# EXTRACT PROVIDED:
↓
Building a Search Engine for Wikipedia

7 minute read

Scope: This is a set of programs that emulate some of the functions of a search engine. They store their data in a SQLITE3 database named ‘spider.sqlite’. This file can be removed at any time to restart the process.

In order to collect and store the data, the SQLite Browser should be firstly installed using this link.

The steps which are followed are:

  1. Web Crawling (Process of retreiving a page and pulling out all the links in a list.)
  2. Index Building (Look up the links between these pages and set and an Index based on their connectivity)
  3. Searching

Process: The page Rank Algorithm has been devided into 5 smaller programmes

  • Script 1

The programme below crawls a web site and pulls a series of pages into the database, recording the links between pages.At the end of the execution, the user is asked to enter the web website and how many pages wants to be crawled.
↑
(Coordinate annotation records)
↓
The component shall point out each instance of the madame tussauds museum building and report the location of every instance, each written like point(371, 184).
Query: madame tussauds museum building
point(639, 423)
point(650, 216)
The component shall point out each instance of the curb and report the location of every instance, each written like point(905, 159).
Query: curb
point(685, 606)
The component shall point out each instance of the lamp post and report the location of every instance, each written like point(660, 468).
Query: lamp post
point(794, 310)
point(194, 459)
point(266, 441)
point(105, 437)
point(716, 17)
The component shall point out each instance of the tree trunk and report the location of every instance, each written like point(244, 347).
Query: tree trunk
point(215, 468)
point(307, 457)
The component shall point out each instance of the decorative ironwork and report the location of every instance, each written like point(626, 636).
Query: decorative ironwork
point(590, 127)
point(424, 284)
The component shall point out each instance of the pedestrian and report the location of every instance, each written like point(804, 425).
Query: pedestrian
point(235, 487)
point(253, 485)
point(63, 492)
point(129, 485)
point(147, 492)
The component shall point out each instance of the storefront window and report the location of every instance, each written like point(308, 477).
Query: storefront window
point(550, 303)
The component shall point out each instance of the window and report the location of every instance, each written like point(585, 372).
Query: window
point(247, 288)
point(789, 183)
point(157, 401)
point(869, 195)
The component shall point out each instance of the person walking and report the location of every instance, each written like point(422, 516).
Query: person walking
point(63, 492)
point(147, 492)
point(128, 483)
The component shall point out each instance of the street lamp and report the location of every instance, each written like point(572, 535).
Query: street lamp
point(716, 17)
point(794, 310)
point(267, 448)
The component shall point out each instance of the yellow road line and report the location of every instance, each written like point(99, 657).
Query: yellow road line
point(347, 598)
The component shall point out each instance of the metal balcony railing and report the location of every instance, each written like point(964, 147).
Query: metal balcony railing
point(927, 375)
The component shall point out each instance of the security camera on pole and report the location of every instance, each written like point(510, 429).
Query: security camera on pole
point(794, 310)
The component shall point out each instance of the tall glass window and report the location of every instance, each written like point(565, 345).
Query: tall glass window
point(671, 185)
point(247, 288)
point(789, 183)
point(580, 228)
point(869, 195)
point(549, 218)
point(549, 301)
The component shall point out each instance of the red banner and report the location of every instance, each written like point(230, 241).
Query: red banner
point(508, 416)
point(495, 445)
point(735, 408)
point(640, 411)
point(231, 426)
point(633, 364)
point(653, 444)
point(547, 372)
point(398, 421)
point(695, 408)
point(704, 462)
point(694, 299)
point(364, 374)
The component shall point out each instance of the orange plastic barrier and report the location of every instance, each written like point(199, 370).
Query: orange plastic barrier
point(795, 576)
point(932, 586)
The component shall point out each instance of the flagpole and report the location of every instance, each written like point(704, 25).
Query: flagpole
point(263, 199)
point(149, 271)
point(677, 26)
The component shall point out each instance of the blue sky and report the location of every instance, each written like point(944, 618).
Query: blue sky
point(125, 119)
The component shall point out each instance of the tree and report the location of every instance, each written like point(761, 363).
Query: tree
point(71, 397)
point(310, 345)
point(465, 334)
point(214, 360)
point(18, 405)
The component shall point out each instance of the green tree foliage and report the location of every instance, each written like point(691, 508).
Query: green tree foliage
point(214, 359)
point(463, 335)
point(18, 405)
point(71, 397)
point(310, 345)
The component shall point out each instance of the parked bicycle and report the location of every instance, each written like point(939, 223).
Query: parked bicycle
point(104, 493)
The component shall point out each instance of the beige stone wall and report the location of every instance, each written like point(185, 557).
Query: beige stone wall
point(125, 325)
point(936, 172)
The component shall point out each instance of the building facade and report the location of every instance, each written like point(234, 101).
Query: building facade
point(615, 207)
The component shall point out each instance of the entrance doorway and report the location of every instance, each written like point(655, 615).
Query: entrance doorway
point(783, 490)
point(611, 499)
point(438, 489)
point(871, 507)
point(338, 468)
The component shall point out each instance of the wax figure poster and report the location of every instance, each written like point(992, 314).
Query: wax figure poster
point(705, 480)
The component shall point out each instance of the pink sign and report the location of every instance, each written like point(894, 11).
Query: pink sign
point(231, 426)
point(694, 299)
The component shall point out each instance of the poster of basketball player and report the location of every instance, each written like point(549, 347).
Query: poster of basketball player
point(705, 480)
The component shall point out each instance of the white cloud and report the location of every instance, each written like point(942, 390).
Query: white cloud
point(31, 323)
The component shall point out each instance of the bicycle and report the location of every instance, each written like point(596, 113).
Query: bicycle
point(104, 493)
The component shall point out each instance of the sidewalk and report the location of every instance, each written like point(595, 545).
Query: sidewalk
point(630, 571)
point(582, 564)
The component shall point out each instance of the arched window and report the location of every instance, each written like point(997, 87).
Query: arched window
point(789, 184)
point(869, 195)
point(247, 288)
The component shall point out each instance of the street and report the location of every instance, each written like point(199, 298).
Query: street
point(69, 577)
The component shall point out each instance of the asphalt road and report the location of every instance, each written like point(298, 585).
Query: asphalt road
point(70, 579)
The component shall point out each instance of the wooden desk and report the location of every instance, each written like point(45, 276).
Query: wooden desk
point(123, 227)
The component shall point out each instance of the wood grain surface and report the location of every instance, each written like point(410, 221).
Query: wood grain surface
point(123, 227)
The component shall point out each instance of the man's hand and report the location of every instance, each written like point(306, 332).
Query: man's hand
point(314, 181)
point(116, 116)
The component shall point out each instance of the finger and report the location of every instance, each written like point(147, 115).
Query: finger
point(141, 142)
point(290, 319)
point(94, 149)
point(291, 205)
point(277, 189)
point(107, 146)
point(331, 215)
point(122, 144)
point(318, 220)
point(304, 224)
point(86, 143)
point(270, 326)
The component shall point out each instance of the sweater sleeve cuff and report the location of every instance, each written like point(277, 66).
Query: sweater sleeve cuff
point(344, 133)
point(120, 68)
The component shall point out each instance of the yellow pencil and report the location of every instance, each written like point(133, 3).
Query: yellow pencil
↑
# EXERCISES:
(a) Repeat the part of the search engine page that opens with the words containing "In order to" and closes with "in a list.)", word for word.
(b) Extract every line of the rows that holds the string "sweater", with case counting.

# SOLUTIONS BELOW:
(a)
In order to collect and store the data, the SQLite Browser should be firstly installed using this link.

The steps which are followed are:

  1. Web Crawling (Process of retreiving a page and pulling out all the links in a list.)

(b)
The component shall point out each instance of the sweater sleeve cuff and report the location of every instance, each written like point(277, 66).
Query: sweater sleeve cuff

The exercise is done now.